--- Extrait du document ---
Sur ces entrefaites, il survint une seconde troupe de religionnaires, armés
d’arquebuses, de pistolets et d’autres armes, avec un morion à leur tête, qui
frappèrent rudement à la porte d’entrée, les autres ayant refusé de leur
ouvrir, ils allèrent dans une maison voisine appartenant à un apothicaire
nommé Mathurin, d’où ils montèrent avec un échelle dans celle de
Sauvignargues, jetant à terre les tuiles, et faisant sur les toits un
bouleversement horrible, comme s’ils eussent pris une ville par force, en
criant à pleine tête : « Tue, tue les papistes. »
-
- De
plus, il survint bientôt encore une troisième troupe de gens armés de la même
manière que les autres, portant la mèche sur le serpentin. Roberts Aymés,
seigneur de Blauzac, était à la tête de ceux-ci, armé d’une estocade, d’une
pistole et d’une rondelle d’acier ? Etant entré dans la chambre de la
chambre du conseiller de Sauvignargues, il se saisit de Pierre Journet, jeune
clerc, qui s’y était réfugié. Il le frappa d’abord de plusieurs coups de
rondelles sur la tête et le fit sortir de cette chambre, en le poussant, il
lui donna un coup d’estocade sur le côté droit, et un de sa troupe lui en
donna un autre sur la cuisse gauche, on le laissa nageant dans son sang et
étendu sur les degrés.
--- Données enregistrées ---
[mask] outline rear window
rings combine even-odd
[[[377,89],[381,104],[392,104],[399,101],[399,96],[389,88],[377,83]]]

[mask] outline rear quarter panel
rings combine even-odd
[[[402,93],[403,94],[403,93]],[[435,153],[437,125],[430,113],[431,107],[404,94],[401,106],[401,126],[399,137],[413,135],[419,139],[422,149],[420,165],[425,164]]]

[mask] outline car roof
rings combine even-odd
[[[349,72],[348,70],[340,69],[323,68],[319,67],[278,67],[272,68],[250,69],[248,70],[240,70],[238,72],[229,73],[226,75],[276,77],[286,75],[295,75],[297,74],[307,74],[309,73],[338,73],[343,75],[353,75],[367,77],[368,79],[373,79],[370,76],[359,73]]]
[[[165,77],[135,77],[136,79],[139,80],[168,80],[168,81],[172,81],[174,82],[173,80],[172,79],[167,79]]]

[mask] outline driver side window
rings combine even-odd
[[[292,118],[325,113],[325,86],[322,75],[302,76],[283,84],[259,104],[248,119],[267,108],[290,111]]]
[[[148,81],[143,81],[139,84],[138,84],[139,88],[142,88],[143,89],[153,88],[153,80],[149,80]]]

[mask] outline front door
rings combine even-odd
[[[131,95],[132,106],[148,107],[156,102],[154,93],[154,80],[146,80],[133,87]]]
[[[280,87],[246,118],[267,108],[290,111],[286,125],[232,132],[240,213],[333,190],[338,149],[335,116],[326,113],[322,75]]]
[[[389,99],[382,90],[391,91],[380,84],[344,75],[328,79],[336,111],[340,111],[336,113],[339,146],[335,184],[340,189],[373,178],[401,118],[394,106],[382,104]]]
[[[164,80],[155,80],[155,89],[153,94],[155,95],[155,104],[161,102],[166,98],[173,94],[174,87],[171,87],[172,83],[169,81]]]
---
--- Données enregistrées ---
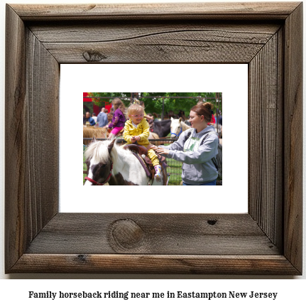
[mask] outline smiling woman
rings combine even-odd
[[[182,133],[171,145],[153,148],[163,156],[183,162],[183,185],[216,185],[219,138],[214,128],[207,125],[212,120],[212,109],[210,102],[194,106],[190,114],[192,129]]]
---
Objectifs =>
(A) D'après l'extrait, pourquoi la deuxième troupe de religionnaires passe-t-elle par une maison voisine ?
(B) Citez toutes les armes que l'extrait attribue à Roberts Aymés, seigneur de Blauzac.
(C) Ces affirmations concordent-elles avec l'extrait ? Répondez par oui ou par non, en citant les mots décisifs de l'extrait.
(i) La maison voisine appartenait à un apothicaire.
(ii) Pierre Journet reçut un coup sur la cuisse droite.
(iii) Roberts Aymés était seigneur de Blauzac.

Résultats =>
(A) Les autres avaient refusé de lui ouvrir la porte d'entrée. La troupe est donc allée dans la maison voisine de l'apothicaire Mathurin. De là, elle est montée avec une échelle dans la maison de Sauvignargues.

(B) Une estocade, une pistole et une rondelle d'acier.

(C)
(i) Oui : « appartenant à un apothicaire nommé Mathurin ».
(ii) Non : « un autre sur la cuisse gauche ».
(iii) Oui : « Roberts Aymés, seigneur de Blauzac ».